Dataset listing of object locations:

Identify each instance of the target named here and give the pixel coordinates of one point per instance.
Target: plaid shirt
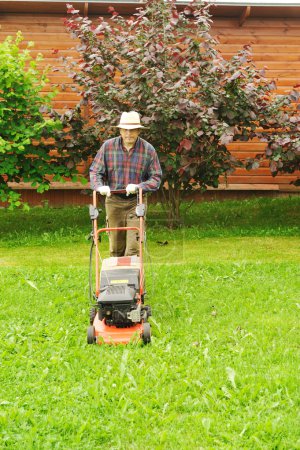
(116, 167)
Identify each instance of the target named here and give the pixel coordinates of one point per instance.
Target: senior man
(126, 162)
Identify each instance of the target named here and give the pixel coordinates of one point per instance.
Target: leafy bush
(164, 63)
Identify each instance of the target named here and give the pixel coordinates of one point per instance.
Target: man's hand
(104, 190)
(131, 189)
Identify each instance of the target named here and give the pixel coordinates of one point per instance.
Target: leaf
(231, 376)
(186, 144)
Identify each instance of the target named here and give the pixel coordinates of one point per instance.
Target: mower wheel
(91, 338)
(146, 336)
(93, 313)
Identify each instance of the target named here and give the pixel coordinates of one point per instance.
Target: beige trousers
(120, 212)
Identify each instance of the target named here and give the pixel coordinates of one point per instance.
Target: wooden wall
(275, 44)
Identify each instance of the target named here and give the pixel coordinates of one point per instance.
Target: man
(125, 162)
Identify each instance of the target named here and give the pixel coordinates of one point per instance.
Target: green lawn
(222, 371)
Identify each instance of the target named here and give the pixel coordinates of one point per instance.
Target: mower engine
(118, 302)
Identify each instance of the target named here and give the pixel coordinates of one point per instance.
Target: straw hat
(130, 121)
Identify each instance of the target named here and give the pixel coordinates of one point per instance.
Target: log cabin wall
(274, 34)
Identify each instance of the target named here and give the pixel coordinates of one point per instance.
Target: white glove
(104, 190)
(131, 189)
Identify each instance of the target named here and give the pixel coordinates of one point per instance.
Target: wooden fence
(275, 42)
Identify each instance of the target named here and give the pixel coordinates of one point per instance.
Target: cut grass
(221, 372)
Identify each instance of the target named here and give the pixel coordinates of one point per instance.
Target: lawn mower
(118, 315)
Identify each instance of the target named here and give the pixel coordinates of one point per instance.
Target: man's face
(129, 137)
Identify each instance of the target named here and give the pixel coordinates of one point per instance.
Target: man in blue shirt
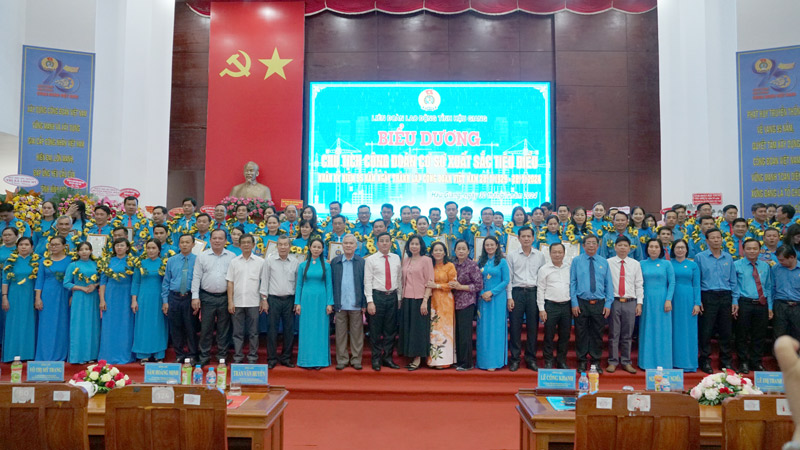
(349, 303)
(754, 297)
(621, 221)
(717, 292)
(176, 290)
(786, 293)
(591, 292)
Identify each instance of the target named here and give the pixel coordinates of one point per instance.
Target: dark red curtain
(490, 7)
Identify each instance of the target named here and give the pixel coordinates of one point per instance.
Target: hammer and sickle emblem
(244, 70)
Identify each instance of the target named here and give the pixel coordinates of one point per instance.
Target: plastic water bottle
(186, 372)
(197, 375)
(658, 378)
(583, 385)
(594, 379)
(16, 370)
(222, 374)
(211, 378)
(666, 385)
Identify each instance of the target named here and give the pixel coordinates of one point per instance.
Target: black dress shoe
(390, 364)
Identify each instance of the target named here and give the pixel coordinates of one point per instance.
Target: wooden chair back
(32, 418)
(752, 421)
(605, 421)
(149, 417)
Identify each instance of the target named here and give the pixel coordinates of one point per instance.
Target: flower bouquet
(715, 388)
(102, 375)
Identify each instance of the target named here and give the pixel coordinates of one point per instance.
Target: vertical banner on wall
(769, 126)
(55, 127)
(255, 96)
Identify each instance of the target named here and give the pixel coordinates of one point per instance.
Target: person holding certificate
(19, 278)
(52, 302)
(415, 326)
(81, 278)
(150, 310)
(313, 303)
(116, 334)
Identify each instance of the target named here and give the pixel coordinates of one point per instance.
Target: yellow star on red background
(275, 64)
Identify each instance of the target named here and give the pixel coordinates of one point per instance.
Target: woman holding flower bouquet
(116, 332)
(84, 317)
(19, 278)
(52, 302)
(150, 327)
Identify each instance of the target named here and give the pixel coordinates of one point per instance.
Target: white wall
(698, 42)
(132, 40)
(697, 76)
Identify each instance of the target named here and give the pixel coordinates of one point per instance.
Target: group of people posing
(419, 281)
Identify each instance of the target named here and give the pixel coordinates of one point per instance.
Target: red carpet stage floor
(397, 409)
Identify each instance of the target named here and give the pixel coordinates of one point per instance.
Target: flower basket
(715, 388)
(103, 375)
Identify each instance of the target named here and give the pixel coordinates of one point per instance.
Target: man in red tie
(382, 287)
(753, 294)
(626, 273)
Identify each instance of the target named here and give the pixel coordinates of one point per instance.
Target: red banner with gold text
(255, 97)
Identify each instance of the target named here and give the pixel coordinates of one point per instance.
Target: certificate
(401, 244)
(478, 246)
(270, 249)
(334, 249)
(98, 242)
(199, 246)
(512, 244)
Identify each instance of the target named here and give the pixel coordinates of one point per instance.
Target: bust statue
(251, 188)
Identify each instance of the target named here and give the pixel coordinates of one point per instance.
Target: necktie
(388, 273)
(184, 275)
(761, 299)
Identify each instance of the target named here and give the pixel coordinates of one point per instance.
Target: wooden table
(540, 425)
(260, 418)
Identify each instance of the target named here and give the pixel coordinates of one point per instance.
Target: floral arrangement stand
(715, 388)
(105, 376)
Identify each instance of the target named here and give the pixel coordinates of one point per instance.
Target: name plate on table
(675, 379)
(769, 381)
(557, 379)
(162, 373)
(252, 374)
(46, 371)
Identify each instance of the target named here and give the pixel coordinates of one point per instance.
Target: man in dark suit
(349, 303)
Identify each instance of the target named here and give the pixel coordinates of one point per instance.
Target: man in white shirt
(244, 275)
(523, 266)
(382, 287)
(210, 296)
(552, 296)
(277, 298)
(626, 274)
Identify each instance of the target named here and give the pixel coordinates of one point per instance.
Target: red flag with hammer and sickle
(255, 96)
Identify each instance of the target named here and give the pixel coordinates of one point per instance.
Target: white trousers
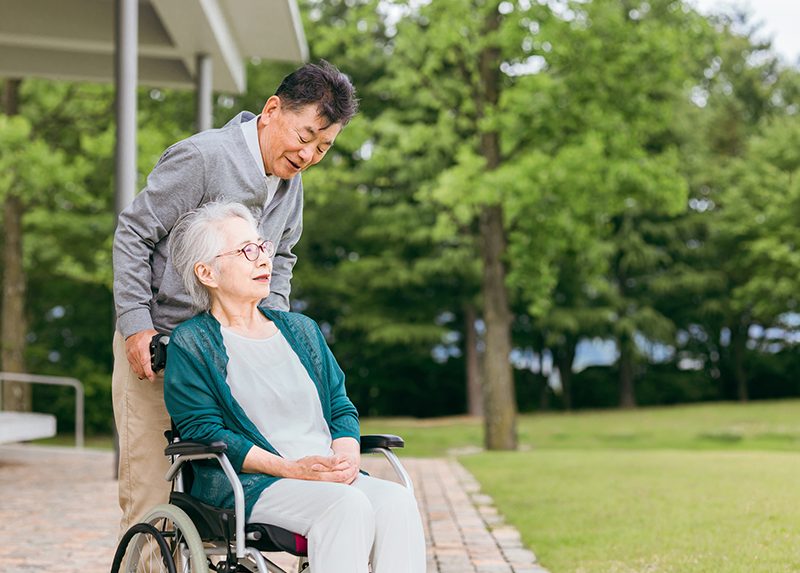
(349, 526)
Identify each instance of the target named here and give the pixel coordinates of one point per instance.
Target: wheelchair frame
(180, 452)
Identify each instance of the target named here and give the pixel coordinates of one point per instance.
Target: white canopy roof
(74, 39)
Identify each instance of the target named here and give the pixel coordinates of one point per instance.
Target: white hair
(197, 238)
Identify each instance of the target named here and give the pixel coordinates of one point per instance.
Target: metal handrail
(57, 381)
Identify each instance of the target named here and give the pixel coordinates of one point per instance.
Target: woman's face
(234, 278)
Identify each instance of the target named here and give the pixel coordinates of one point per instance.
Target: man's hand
(137, 350)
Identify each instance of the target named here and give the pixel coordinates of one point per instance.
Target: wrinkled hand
(137, 350)
(338, 468)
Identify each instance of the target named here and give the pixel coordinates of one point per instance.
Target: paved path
(59, 514)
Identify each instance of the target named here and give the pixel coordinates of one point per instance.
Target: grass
(631, 511)
(703, 488)
(770, 426)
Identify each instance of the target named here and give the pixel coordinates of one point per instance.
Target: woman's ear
(206, 274)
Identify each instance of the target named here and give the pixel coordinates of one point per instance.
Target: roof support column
(126, 71)
(204, 81)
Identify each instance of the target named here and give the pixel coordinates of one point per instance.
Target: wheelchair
(189, 536)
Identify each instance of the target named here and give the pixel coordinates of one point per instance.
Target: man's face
(291, 142)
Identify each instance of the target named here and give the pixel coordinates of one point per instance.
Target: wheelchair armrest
(381, 441)
(195, 448)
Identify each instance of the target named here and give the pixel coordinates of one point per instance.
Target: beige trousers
(142, 419)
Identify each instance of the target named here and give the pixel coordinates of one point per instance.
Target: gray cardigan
(148, 293)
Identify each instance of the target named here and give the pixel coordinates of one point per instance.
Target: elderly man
(253, 160)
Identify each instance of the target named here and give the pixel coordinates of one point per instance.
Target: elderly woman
(266, 383)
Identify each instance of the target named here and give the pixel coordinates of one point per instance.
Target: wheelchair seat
(190, 531)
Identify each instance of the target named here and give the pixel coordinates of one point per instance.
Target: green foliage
(647, 171)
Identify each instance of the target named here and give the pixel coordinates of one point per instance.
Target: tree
(31, 173)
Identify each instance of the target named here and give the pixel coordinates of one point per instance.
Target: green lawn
(773, 425)
(703, 488)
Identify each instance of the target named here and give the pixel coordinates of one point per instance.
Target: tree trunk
(738, 345)
(564, 357)
(544, 393)
(500, 403)
(473, 359)
(627, 398)
(16, 396)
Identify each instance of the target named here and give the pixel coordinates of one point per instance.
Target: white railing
(57, 381)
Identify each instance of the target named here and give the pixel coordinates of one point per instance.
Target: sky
(780, 19)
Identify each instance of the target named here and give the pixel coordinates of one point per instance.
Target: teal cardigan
(200, 402)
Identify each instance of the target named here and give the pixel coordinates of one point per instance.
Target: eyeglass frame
(261, 248)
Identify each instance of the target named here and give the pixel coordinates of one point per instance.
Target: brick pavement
(59, 514)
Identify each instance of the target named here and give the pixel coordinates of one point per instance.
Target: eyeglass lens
(251, 251)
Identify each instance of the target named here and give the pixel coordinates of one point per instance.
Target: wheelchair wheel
(147, 550)
(183, 543)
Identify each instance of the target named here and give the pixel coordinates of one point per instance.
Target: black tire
(147, 551)
(184, 543)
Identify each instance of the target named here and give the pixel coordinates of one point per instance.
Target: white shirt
(274, 389)
(250, 131)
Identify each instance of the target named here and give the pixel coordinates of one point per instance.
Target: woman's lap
(296, 504)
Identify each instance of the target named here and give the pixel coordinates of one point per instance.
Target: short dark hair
(322, 85)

▶ _Prompt_
List every line of the listing above that contains the string "mower". Case counts, so a capitalized form does not match.

▶ _In response_
Target: mower wheel
Target: mower engine
Target: lawn mower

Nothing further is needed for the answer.